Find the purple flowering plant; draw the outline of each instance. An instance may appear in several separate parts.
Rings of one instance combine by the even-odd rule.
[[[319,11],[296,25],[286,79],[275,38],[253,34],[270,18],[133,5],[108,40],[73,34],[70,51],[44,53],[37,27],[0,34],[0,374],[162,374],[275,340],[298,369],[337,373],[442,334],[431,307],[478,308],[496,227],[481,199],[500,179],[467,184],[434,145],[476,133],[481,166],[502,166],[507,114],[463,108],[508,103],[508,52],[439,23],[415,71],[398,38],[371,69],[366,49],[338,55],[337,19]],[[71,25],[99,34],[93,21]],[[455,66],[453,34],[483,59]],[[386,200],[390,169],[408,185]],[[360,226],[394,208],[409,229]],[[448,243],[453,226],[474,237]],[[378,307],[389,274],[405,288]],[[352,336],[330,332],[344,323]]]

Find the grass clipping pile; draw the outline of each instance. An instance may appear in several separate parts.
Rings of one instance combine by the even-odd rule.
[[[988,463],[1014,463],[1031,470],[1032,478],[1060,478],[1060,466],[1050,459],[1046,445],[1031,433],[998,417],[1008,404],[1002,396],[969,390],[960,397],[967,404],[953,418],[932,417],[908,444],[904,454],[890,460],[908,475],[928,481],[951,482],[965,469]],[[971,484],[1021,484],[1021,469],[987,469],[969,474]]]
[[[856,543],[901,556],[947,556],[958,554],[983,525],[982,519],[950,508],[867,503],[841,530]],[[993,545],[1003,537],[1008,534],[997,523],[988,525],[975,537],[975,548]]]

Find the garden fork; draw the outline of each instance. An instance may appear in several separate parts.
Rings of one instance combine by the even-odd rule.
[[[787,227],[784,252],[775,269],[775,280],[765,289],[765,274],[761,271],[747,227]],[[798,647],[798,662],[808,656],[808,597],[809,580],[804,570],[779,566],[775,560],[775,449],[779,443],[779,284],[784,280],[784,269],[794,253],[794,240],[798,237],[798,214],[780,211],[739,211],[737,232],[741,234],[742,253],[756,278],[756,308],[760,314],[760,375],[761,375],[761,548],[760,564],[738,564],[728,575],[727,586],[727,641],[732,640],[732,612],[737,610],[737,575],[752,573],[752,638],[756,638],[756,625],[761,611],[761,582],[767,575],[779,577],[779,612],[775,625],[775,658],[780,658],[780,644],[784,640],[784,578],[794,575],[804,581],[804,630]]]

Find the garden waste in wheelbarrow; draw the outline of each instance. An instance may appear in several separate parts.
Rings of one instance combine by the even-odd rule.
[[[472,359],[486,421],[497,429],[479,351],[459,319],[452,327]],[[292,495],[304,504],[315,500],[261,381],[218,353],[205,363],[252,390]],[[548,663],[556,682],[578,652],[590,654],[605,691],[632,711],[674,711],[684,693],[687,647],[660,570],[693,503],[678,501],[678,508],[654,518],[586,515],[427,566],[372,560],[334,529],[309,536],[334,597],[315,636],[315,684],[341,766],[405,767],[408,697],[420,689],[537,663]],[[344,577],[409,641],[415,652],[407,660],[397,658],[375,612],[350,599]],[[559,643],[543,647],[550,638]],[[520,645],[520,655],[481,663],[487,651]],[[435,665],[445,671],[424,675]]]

┄┄┄┄┄┄

◆ **EXERCISE BRIEF**
Rescale the part of the lines that opens with the line containing "Find the garden waste" and closes with the last line above, with both ends included. Reproduce every line in that part, requests included, and multiply each coordinate in the answers by 1.1, rounding to the nearest whole number with halves rounded up.

◆ **RESULT FOR THIS EXERCISE**
Find the garden waste in wheelbarrow; draw the outline of each instance. An instance may appear in several separate parts.
Rings of one instance combine by the even-odd rule.
[[[519,395],[535,463],[547,472],[527,386],[505,351],[497,360]],[[321,545],[334,554],[347,550],[287,419],[240,388],[226,399],[277,429]],[[603,729],[612,750],[636,717],[649,719],[666,760],[695,782],[741,782],[752,762],[756,712],[726,627],[762,553],[746,551],[746,559],[719,570],[645,567],[470,623],[409,616],[367,582],[340,590],[367,657],[347,700],[347,752],[375,843],[446,844],[449,767],[462,758],[591,729]],[[378,635],[450,705],[457,717],[448,726],[437,724],[413,673],[385,659]],[[615,707],[597,712],[605,702]],[[572,710],[572,721],[529,729],[536,716]],[[479,732],[490,738],[466,743]]]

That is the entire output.